#### 所给原文 ####

中原既失,禮樂淪亡。高宗時,胡銓著《審律論》,曰:

臣聞司馬遷有言曰:"六律爲萬事根本,其於兵械尤所重,望敵知吉凶,聞聲效勝負,百王不易之道也。"臣嘗深愛遷之言律於兵械爲尤重,而深惜後之談兵者止以戰鬥、擊刺、奇謀,此律之所以汨陳而學者未嘗道也。

夫律、度、量、衡,古也淵源於馬遷,濫觴於班固,劉昭挹其流,孟康、京房、錢樂之之徒汨其泥而揚其波。遷之言曰:"黃鐘之實八十一以爲宮,而以九爲法,實如法,得長一寸,則黃鐘爲九寸矣。黃鐘之實十七萬七千一百四十七,而以一萬九千六百八十三爲法,實如法,亦得長一寸,亦黃鐘爲九寸也。然則十七萬七千一百四十七與夫所謂八十一者,雖多少之不同,而其實一也;萬九千六百八十三與夫所謂九者,雖多少之不同,而其法一也。又曰,醜二,寅八,卯十六,辰六十四。夫醜與卯,陰律也;寅與辰,陽律也。生陰律者皆二,所謂下生者倍其實;生陽律者皆四,所謂上生者四其實。遷之言財數百,可謂簡矣,而後之言律者祖焉,是不亦淵源於馬遷乎?

####

任务要求 ▸
1. 根据上面的律学原文,回答以下问题:
(a) 胡铨在哪位皇帝时写了哪部著作?
(b) 按所引司马迁之说,黄钟之实八十一、以九为法时,黄钟长几寸?
(c) 丑、寅、卯、辰之中,哪两个是阳律?
2. 续写上面这段论律学源流的原文,从最后一句之后接着往下写。

#### 所给材料 ####

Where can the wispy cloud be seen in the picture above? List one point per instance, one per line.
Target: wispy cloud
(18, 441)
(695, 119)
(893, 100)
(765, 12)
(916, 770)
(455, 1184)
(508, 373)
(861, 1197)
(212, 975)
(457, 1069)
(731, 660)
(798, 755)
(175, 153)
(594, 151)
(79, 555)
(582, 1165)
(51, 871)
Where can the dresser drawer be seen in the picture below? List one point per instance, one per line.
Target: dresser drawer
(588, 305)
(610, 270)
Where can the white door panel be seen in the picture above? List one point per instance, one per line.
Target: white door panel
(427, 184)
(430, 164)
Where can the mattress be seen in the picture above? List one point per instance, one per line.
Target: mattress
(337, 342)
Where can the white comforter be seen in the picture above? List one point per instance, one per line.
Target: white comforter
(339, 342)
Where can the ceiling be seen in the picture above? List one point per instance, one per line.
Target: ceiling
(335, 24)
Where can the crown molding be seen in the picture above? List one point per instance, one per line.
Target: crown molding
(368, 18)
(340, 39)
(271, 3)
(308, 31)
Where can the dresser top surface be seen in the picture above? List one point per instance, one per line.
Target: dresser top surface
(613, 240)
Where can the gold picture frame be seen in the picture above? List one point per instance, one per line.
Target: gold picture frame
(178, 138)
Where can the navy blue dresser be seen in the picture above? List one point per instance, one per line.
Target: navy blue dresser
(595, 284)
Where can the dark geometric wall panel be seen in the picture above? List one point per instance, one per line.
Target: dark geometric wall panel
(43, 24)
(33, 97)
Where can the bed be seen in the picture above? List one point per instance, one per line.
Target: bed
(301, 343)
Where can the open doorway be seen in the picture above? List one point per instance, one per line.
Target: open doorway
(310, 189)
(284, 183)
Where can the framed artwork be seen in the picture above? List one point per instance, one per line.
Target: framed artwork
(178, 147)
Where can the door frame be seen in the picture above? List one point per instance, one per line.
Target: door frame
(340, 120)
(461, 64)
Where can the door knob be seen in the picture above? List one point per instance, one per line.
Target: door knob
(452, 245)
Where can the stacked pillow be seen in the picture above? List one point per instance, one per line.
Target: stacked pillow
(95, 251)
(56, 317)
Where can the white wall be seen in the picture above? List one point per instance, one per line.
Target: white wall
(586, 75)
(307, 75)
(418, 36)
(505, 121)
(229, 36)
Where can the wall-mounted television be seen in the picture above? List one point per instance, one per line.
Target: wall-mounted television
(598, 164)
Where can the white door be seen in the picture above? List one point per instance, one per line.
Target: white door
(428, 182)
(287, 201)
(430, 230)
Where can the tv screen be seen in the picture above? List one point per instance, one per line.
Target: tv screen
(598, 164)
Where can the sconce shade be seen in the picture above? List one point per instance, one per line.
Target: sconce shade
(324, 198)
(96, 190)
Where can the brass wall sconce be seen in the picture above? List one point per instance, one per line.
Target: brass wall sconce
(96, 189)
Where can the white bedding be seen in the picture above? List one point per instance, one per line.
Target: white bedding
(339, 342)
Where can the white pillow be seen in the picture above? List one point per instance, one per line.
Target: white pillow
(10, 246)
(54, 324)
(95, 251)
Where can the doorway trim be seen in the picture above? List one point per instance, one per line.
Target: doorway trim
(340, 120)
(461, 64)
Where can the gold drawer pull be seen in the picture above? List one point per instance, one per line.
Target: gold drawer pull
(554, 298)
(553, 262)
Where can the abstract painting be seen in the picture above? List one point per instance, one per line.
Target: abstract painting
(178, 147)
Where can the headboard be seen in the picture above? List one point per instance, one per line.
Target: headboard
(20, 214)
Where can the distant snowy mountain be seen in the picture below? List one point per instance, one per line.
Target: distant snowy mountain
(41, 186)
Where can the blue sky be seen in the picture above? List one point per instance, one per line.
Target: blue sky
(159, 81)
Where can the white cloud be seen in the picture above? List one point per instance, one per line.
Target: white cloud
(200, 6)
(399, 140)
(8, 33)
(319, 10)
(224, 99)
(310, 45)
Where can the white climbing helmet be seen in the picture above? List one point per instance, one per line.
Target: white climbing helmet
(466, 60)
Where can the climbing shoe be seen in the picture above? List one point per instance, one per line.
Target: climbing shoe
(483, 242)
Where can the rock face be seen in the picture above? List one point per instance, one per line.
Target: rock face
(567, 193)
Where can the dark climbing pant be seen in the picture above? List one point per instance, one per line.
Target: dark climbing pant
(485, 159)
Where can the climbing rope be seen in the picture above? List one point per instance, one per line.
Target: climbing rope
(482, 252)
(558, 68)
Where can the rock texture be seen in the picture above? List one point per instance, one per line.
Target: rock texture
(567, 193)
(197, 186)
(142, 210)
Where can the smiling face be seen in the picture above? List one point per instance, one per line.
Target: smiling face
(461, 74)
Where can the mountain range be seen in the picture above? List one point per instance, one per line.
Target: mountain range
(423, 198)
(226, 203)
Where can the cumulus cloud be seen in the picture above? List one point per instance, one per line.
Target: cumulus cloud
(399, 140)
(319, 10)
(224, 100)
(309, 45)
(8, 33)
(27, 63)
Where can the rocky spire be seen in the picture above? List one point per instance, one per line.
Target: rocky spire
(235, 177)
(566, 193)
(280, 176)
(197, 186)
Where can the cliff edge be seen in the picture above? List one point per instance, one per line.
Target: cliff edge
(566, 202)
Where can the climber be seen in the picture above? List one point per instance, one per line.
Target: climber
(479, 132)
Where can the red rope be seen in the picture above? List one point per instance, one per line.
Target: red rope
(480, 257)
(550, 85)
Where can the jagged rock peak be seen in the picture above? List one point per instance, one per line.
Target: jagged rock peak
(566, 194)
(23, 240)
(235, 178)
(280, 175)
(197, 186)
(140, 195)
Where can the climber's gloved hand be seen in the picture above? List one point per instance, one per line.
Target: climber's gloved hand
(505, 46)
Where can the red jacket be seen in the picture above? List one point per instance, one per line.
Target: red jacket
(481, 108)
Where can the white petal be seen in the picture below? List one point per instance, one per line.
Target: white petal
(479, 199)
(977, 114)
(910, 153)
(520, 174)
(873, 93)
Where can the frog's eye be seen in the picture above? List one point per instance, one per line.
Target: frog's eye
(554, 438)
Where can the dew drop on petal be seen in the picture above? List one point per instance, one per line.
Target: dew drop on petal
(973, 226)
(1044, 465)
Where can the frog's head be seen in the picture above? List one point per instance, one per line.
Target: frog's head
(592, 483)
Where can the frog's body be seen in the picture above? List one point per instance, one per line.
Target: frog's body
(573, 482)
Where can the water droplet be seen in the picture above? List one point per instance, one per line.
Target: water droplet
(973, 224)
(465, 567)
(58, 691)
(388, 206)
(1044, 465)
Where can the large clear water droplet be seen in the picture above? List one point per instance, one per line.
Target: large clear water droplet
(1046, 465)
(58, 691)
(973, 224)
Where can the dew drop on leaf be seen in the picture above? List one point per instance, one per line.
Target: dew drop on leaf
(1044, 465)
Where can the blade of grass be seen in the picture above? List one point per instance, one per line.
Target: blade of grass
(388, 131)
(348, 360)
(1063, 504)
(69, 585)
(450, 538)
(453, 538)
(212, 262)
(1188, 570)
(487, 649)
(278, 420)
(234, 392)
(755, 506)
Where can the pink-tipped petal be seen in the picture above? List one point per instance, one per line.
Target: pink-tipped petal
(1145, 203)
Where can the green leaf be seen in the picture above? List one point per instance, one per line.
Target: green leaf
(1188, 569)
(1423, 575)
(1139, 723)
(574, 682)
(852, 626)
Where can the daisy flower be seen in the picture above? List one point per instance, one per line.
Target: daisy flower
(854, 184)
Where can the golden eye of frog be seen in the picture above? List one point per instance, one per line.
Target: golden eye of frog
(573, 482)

####

依次作答 ▸
1.
(a) 高宗时,著《审律论》。
(b) 九寸。
(c) 寅与辰。

2.
固之言曰:黃鐘之實,八百一十分。蓋遷意也。然以林鐘之實五百四十,而乃以爲六百四十,林鐘、太蔟之實以其長自乘,則聲雖有,小同於黃鐘之宮耳。然則魏柴玉製律,而與黃鐘商、徵不合,其失兆此矣。夫自子一分,終於亥十七萬七千一百四十七分,蓋遷術也。而固亦曰,太極元氣,函三爲一,始動於子,參之於醜,歷十二辰之數,而得黃鐘之實,以爲陰陽合德,化生萬物。其說蓋有本矣。然其言三分蕤賓損一,下生大呂,而不言夫所謂濁倍之變何?夫蕤賓之比於大呂,則蕤賓清而大呂濁,今又損二分之一以生大呂,則大呂之聲乃清於蕤賓,是不知夫倍大呂之濁。然則蕭衍之論,至於夾鍾而裁長三寸七分,其失兆此矣。是不亦濫觴於班固乎?

昭之言曰:推林鐘之實至十一萬八千九十八、太蔟之實至十五萬七千四百六十四,二乘而三約之者,爲下生之實;四乘而三約之者,爲上生之實。此遷、固之意,昭則詳矣。然以蕤賓爲上生大呂,而大呂乃下生夷則,何也?蓋昭之說陽生陰爲下生,陰生陽爲上生。今以蕤賓爲上生大呂,則是陽生陰,乃上生也;以大呂爲下生夷則,是陰生陽,乃下生也。其蔽亦由不知夫大呂有濁倍之變,則其視遷、固去本遠矣。是不亦挹其流於劉昭乎?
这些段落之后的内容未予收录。